# GIVEN INSTRUCTION:
Format the records as a JSON list of strings, one string per line and no blank lines, covering only the stretch from the line containing "GET /v1/locate?query=beige wall" through the end of the records.
### PROVIDED RECORDS ###
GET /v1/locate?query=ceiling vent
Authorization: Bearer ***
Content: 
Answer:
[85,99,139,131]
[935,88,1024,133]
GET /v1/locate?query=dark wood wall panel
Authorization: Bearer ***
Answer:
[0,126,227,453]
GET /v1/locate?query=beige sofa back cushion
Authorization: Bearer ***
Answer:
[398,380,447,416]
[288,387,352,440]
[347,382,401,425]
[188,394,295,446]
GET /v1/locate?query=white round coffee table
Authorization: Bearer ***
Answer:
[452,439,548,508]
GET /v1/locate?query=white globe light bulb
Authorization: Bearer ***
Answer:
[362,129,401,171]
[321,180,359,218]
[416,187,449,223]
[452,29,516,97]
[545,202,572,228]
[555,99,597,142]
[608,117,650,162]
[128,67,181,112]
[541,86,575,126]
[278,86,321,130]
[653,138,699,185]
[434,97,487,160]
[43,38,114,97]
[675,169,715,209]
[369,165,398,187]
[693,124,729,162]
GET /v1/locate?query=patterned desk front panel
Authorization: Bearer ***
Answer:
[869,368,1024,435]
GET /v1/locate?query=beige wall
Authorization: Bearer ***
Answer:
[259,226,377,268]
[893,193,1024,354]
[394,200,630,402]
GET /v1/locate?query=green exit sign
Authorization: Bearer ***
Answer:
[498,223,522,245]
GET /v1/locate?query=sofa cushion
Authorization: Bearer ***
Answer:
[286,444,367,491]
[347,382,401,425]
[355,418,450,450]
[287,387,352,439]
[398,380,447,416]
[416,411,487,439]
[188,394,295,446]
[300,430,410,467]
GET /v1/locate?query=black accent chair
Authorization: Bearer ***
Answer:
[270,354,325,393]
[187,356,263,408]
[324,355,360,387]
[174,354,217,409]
###
# FULL RESPONSE:
[
  "GET /v1/locate?query=beige wall",
  "Authorization: Bearer ***",
  "Answer:",
  "[259,226,377,268]",
  "[893,193,1024,354]",
  "[394,200,630,402]",
  "GET /v1/locate?query=green exit sign",
  "Authorization: Bearer ***",
  "Answer:",
  "[498,223,522,245]",
  "GET /v1/locate?query=sofa cushion",
  "Authorization: Bearer ***",
  "Answer:",
  "[286,444,367,491]",
  "[347,382,401,425]",
  "[355,418,450,450]",
  "[287,387,352,439]",
  "[398,380,447,416]",
  "[416,411,487,439]",
  "[188,394,295,446]",
  "[300,430,410,467]",
  "GET /v1/locate?query=black accent chair",
  "Authorization: Bearer ***",
  "Answer:",
  "[270,354,325,393]",
  "[187,356,263,408]",
  "[324,355,360,387]",
  "[174,354,217,409]"
]